Material shown →
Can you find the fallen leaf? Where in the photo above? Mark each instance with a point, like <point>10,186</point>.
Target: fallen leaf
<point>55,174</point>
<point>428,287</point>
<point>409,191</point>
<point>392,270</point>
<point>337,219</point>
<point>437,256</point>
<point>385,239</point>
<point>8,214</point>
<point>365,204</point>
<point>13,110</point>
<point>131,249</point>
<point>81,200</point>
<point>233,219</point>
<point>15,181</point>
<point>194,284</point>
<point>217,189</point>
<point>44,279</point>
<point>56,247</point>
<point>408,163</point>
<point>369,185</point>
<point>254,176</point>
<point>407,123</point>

Task goal →
Substitute "dry leaf" for "fallen leaf" in everything from the first line above down to the line containing "<point>233,219</point>", and give back only those lines, otherwise unchanged.

Full response →
Can you find the dry leaf? Where in the photo above? Mark each instance with a point, like <point>10,186</point>.
Target: dry leaf
<point>55,174</point>
<point>428,287</point>
<point>409,191</point>
<point>392,270</point>
<point>337,219</point>
<point>437,256</point>
<point>385,239</point>
<point>8,214</point>
<point>365,204</point>
<point>13,110</point>
<point>131,249</point>
<point>81,200</point>
<point>233,219</point>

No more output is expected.